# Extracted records
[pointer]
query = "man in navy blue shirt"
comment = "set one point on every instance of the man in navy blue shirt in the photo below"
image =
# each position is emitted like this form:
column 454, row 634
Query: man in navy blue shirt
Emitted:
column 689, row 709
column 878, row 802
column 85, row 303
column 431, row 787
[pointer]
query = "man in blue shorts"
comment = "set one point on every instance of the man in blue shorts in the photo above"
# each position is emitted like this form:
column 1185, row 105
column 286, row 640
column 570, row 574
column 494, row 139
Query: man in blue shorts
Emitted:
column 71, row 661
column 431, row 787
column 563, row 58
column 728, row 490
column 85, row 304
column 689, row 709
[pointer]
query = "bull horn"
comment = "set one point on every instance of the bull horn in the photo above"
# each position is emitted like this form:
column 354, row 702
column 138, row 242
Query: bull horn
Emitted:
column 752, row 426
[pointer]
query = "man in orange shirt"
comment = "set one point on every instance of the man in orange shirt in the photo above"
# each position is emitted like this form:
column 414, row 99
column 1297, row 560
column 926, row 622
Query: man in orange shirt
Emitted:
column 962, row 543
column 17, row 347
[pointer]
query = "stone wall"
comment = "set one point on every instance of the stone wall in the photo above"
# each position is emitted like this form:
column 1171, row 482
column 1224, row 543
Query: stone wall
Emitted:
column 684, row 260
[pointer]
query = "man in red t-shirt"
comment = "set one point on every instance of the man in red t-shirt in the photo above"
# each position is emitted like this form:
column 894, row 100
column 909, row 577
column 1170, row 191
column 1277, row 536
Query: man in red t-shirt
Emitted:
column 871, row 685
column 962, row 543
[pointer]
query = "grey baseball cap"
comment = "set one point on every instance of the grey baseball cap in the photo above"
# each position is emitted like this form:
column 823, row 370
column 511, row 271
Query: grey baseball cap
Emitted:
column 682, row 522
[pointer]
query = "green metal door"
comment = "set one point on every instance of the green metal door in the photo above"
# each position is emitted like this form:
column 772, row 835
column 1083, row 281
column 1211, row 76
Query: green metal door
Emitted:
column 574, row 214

# EXERCISE GOAL
Please repeat each entry exactly as written.

# REPLY
[pointer]
query = "man in navy blue shirt"
comment = "set one point on every instance of the man in navy blue shirt in the photo below"
image =
# each position is emitted like this form:
column 454, row 634
Query: man in navy blue shirt
Emitted:
column 689, row 709
column 878, row 802
column 85, row 303
column 431, row 787
[pointer]
query = "man in blue shorts"
comment = "set one point on every instance of the man in blue shorts in the photo above"
# each position is emitted like this form:
column 1185, row 105
column 286, row 640
column 570, row 574
column 494, row 139
Query: man in blue shorts
Emitted:
column 71, row 661
column 431, row 787
column 563, row 58
column 728, row 490
column 85, row 304
column 689, row 709
[pointer]
query = "bull horn"
comment = "set one point on every instance of the bull horn in the photo above"
# each position is emitted like this form:
column 354, row 702
column 138, row 242
Query: bull horn
Emitted:
column 752, row 426
[pointer]
query = "man in orange shirt"
comment = "set one point on every instance of the man in orange shirt in the photo above"
# each position is emitted like this form:
column 414, row 99
column 1297, row 560
column 926, row 622
Query: man in orange shirt
Emitted:
column 962, row 543
column 17, row 347
[pointer]
query = "stone wall"
comment = "set one point on every instance of the stone wall in the photo above"
# each position is emitted like this form:
column 1171, row 482
column 1224, row 543
Query: stone wall
Emitted:
column 684, row 260
[pointer]
query = "man in red t-shirt"
comment = "set one point on every instance of the man in red t-shirt in the photo above"
# each position is emitted like this form:
column 894, row 100
column 909, row 577
column 1170, row 191
column 1277, row 536
Query: man in red t-shirt
Emitted:
column 871, row 685
column 962, row 543
[pointer]
query = "grey baseball cap"
comment = "set one point on every instance of the grey baseball cap in the photo above"
# each position is emitted like this form:
column 823, row 370
column 511, row 271
Query: grey baseball cap
Emitted:
column 682, row 522
[pointer]
query = "green metal door"
comment = "set one point on every instance of the green metal door in the photo above"
# each position is emitted like this form:
column 772, row 835
column 1083, row 281
column 1211, row 76
Query: green metal door
Emitted:
column 574, row 214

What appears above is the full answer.